___ Data ___

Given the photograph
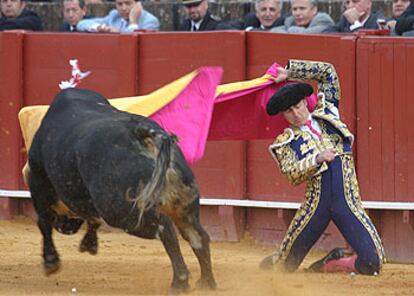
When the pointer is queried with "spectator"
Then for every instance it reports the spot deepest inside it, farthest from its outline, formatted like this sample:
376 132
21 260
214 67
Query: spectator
73 12
305 19
198 16
405 23
14 15
265 17
127 17
357 15
267 14
398 8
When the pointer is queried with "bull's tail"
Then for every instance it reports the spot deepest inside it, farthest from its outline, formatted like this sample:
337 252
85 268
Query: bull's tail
152 193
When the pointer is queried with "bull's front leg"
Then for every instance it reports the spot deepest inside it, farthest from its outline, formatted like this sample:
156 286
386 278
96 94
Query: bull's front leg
89 242
169 239
51 261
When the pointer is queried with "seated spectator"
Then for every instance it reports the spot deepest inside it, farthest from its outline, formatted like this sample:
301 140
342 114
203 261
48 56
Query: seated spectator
398 8
128 16
267 14
265 17
73 12
198 16
305 19
405 23
357 15
14 15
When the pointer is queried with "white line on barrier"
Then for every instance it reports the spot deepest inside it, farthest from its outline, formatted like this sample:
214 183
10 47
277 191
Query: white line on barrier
373 205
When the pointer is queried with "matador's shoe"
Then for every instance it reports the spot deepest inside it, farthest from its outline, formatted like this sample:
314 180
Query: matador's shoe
335 254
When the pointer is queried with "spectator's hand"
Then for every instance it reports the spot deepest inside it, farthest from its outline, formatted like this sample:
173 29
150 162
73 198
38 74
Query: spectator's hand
281 75
107 29
352 15
135 13
391 24
327 155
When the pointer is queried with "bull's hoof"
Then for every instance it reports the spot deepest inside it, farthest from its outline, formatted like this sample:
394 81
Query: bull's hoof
51 267
267 263
88 246
206 284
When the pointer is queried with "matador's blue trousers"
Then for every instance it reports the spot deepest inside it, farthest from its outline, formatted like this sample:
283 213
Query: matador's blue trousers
355 226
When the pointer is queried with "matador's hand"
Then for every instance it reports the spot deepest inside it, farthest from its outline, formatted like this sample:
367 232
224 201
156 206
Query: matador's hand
282 74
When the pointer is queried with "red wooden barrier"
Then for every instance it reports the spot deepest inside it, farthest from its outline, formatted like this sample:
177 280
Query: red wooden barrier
112 58
264 179
10 103
385 109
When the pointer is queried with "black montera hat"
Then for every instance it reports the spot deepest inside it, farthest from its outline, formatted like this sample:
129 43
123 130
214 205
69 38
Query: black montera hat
288 96
191 2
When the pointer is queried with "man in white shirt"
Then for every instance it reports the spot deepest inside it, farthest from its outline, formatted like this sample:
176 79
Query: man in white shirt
128 16
358 15
198 16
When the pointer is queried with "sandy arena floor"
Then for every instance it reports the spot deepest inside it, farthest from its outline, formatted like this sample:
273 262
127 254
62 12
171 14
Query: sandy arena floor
126 265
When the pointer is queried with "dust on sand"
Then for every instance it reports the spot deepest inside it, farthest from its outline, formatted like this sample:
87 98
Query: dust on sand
126 265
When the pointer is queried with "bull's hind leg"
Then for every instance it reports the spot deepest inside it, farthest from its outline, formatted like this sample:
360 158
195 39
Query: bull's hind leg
89 242
169 239
43 197
161 227
192 231
51 261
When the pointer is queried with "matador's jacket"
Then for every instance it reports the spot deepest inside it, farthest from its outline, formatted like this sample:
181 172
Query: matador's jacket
332 192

___

**What to produce:** Where pictures sit among the data above, omit them, and output the rest exactly.

**Task answer:**
Given the photograph
When the pointer is queried with "spectator"
Then for every instance it reports the spot deepest inside it, farthest from its outline, formatted like this sample:
376 132
21 260
214 67
Query: spectator
73 12
305 19
198 16
405 23
14 15
265 17
127 17
357 15
267 14
398 8
When the pointer is queried with "bull's tail"
Then for every instance it reports the spot deepest inside it, farthest from its outline, formatted like this sample:
337 252
85 268
Query: bull's tail
152 193
When the pointer is queried with "bull's front leg"
Then for every instance it reports the spot deepest inside it, farthest from its outline, formatted like this sample:
156 286
386 278
96 94
Query: bull's front leg
89 242
169 239
51 261
When the pointer is queried with "seated spectator"
Then for every instance it reports the spot deepest inside it, farthest from its outline, formatted like this sample:
301 140
342 114
203 261
48 56
Query: seated spectator
398 8
128 16
267 14
265 17
73 12
198 16
305 19
405 23
357 15
14 15
When the pointer is queried with "white line on barrier"
Then for every instance it reports the spot deepest inside it, farthest from its outline, formatted like this sample:
214 183
10 47
277 191
Query: white line on barrier
373 205
When the pointer is queried with "matador's shoe"
Then for every instance it reports the spot deepest inside it, farthest from its outline, formatted like this sample:
314 180
Query: matador's shoe
335 254
When the pointer is queried with "spectator's hand"
Then for every instance it reports the spot deepest inside it, farthest from its outline, formatted like this sample:
173 29
150 162
73 198
38 74
Query: spectator's hand
281 75
107 29
352 15
135 13
391 24
327 155
When the pointer is queried with "bull's hoof"
Then for every instance it reports the spot deepest inside it, farthest from its outline, formatted like this sample:
394 81
Query: bull's hoof
51 267
267 263
88 246
206 284
When the pointer is queried with "matador's blue trousers"
Then for every instance it reports the spot deepest inside it, farthest from its outline, formatted like this sample:
283 213
Query: matador's blue trousers
355 226
When the pointer is queried with "matador's hand"
Then for every instance it reports the spot deepest inside it, farthest from its outline, formatted like this sample:
367 232
224 201
156 206
Query: matador's hand
282 74
When the pointer is queried with "red wooden barrier"
Then for every instance it reports the spot deepest inside it, farthest from its outline, formatted like this sample:
177 280
Query: red wooden barrier
112 58
264 179
10 103
385 109
When the pointer is queried with "black montera hat"
Then for every instance it reports the spot deepest inside it, farthest from its outline, formatted like this sample:
129 43
123 130
214 205
69 38
Query: black montera hat
288 96
191 2
When the pointer is queried with "man in white shirt"
Then for every instance it reports the spot deepest inside it, farthest from its outline, formatted like this sample:
176 79
Query: man in white shirt
128 16
358 15
198 16
When the pointer is queried with "sandy arena floor"
Then for every instance it reports the spot deepest inside it, farthest from its outline, formatted like this sample:
273 262
127 254
62 12
171 14
Query: sandy arena floor
126 265
When the pointer is queried with "dust on sand"
Then for every instance it reports the spot deepest inside it, farthest from its outline, formatted like this sample:
87 98
Query: dust on sand
126 265
When the pointer is queried with "bull's hind leg"
Then for every instance it reports the spot deepest inside it, farthest from its outline, formatted like this sample:
360 158
195 39
Query: bull's hind leg
89 242
169 239
43 197
161 227
192 231
51 261
When the pointer is queried with "matador's jacket"
Then for every instance it reports the spot deepest inside it, farthest from its outline, formatted like this sample:
181 172
Query: matador's jacket
332 192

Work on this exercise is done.